>> Begin SUPPLIED DATA
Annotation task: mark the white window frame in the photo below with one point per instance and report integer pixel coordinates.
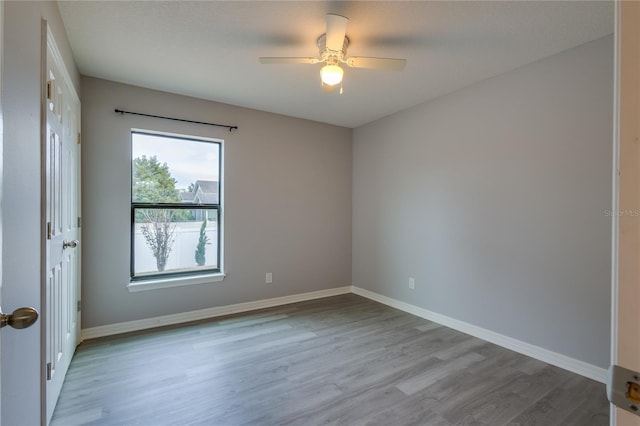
(159, 281)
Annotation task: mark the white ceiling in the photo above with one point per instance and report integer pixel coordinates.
(210, 49)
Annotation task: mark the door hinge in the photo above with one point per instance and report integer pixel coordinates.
(623, 388)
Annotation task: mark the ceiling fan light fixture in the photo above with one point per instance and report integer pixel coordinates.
(331, 74)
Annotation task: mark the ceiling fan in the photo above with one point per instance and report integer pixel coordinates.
(333, 53)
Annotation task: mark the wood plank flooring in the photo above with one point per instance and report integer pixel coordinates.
(342, 360)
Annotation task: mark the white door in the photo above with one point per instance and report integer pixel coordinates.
(62, 218)
(1, 146)
(626, 248)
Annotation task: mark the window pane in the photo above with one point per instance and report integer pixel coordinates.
(173, 170)
(175, 240)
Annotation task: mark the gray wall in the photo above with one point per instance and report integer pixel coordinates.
(494, 199)
(287, 203)
(21, 220)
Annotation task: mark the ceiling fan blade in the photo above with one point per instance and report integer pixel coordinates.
(288, 60)
(336, 30)
(389, 64)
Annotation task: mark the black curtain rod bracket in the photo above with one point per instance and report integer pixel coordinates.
(122, 112)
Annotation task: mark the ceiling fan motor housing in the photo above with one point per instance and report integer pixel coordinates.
(332, 57)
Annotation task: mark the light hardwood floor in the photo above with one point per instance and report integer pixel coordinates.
(342, 360)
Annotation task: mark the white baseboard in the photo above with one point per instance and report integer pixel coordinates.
(143, 324)
(571, 364)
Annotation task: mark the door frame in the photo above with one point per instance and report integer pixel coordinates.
(49, 47)
(625, 250)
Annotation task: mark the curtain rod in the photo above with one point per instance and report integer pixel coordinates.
(231, 128)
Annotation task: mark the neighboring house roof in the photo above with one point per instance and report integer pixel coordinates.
(186, 196)
(204, 192)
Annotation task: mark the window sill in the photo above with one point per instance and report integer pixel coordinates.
(154, 284)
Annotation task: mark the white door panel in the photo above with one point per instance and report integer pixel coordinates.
(62, 219)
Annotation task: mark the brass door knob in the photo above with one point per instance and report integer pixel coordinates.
(72, 244)
(20, 318)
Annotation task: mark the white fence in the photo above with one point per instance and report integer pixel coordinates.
(182, 255)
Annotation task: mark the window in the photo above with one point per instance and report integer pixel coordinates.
(176, 207)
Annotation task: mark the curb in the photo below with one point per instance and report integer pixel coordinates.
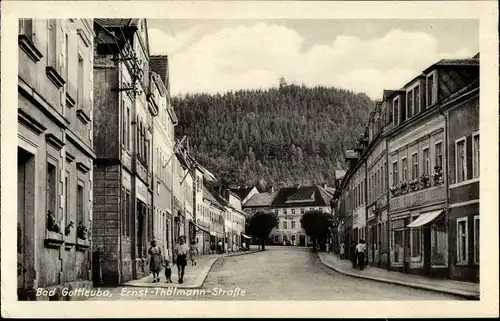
(466, 295)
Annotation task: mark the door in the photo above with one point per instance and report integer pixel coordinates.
(302, 240)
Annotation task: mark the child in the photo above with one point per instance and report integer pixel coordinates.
(168, 271)
(193, 251)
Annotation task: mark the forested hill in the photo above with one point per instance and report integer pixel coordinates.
(281, 135)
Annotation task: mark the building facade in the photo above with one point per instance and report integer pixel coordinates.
(55, 155)
(122, 138)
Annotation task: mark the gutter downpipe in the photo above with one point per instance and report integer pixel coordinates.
(447, 185)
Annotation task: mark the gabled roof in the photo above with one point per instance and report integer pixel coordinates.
(301, 196)
(242, 192)
(260, 200)
(116, 23)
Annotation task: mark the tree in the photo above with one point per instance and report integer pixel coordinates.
(261, 224)
(316, 224)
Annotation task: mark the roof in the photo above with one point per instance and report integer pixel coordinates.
(260, 200)
(116, 23)
(302, 196)
(242, 192)
(467, 62)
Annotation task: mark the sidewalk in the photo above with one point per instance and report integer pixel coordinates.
(194, 276)
(464, 289)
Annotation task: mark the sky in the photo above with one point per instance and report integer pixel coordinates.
(360, 55)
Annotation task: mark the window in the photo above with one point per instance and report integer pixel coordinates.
(462, 241)
(425, 157)
(475, 156)
(52, 43)
(461, 162)
(416, 100)
(438, 151)
(51, 189)
(79, 89)
(26, 28)
(414, 165)
(79, 204)
(405, 169)
(430, 90)
(409, 98)
(395, 107)
(395, 176)
(476, 239)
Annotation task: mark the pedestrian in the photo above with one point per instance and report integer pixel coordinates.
(360, 253)
(219, 247)
(193, 251)
(181, 251)
(342, 250)
(168, 271)
(155, 259)
(353, 255)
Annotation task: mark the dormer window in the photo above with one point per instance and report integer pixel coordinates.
(431, 89)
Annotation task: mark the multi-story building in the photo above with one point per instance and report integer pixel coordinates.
(163, 145)
(376, 185)
(458, 92)
(122, 140)
(55, 155)
(290, 204)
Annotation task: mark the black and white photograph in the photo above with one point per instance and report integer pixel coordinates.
(215, 157)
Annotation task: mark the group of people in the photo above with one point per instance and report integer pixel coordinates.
(180, 258)
(357, 251)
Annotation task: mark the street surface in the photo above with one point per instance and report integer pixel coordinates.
(279, 273)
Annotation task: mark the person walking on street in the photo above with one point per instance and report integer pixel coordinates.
(360, 253)
(353, 255)
(181, 250)
(155, 260)
(193, 252)
(342, 250)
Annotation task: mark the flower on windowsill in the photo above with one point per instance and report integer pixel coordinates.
(81, 231)
(52, 223)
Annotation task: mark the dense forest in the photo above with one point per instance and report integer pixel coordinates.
(281, 136)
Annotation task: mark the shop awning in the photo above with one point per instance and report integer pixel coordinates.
(204, 229)
(425, 218)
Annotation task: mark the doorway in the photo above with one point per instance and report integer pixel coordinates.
(25, 219)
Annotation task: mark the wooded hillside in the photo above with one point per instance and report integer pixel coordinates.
(281, 135)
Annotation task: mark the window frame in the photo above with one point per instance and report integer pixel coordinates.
(459, 260)
(474, 161)
(477, 241)
(458, 141)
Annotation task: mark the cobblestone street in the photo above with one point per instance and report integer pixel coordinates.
(279, 273)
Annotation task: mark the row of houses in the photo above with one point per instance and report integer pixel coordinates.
(412, 187)
(100, 171)
(290, 204)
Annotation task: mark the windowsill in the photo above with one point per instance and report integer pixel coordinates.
(82, 116)
(54, 76)
(53, 239)
(29, 48)
(463, 183)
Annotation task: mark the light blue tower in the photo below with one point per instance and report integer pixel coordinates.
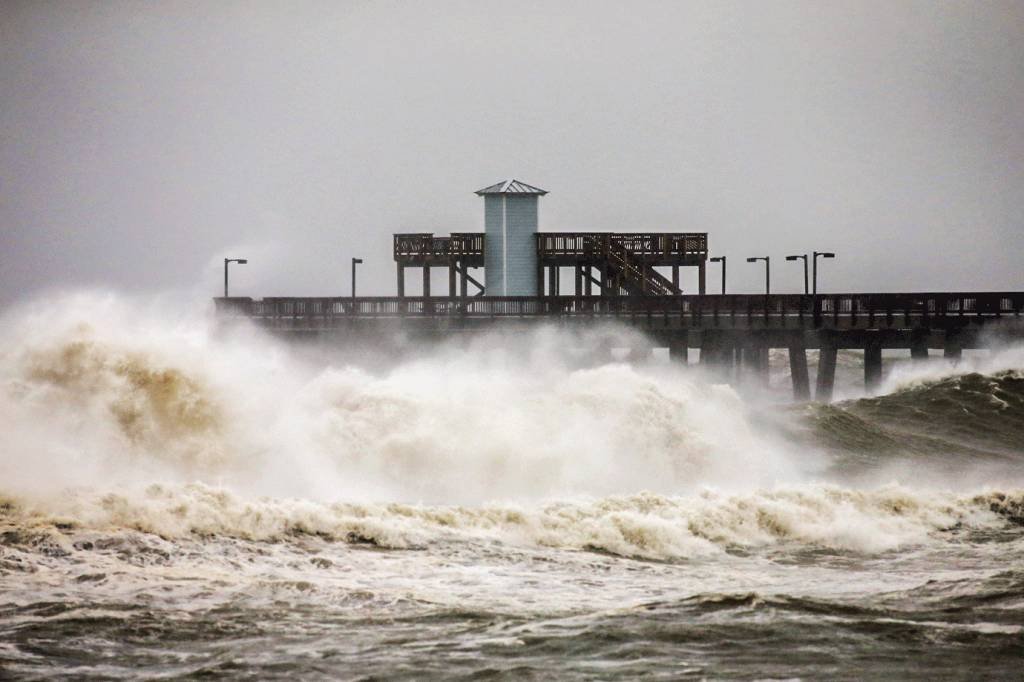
>> End SUPPLIED DATA
:: REQUIRED TASK ::
Reproduce every line from the one containing "Annotation task: mark the window frame" through the end of the records, scaling each pixel coordinate in the answers by 1.35 and rounding to whole numbers, with halves rounded up. Leave the pictures out of your output.

:: FINISHED EXERCISE ::
Annotation task: mark the window frame in the photo above with one point per instance and report integer pixel coordinates.
(620, 351)
(640, 217)
(644, 325)
(618, 190)
Annotation task: mark the cobblestone street in the photo above with one point per instance and report integer pixel coordinates.
(377, 369)
Annotation task: mark the row of houses in the photo above with one point per instance and report integer pixel coordinates.
(556, 252)
(135, 231)
(392, 275)
Annotation task: mark the windowsill in the photo above with one point per instance and report integer pixel coordinates.
(111, 157)
(73, 103)
(72, 323)
(39, 65)
(625, 247)
Annotation task: mark the light blue tower in the photo below with one point per instance and report integer pixel coordinates.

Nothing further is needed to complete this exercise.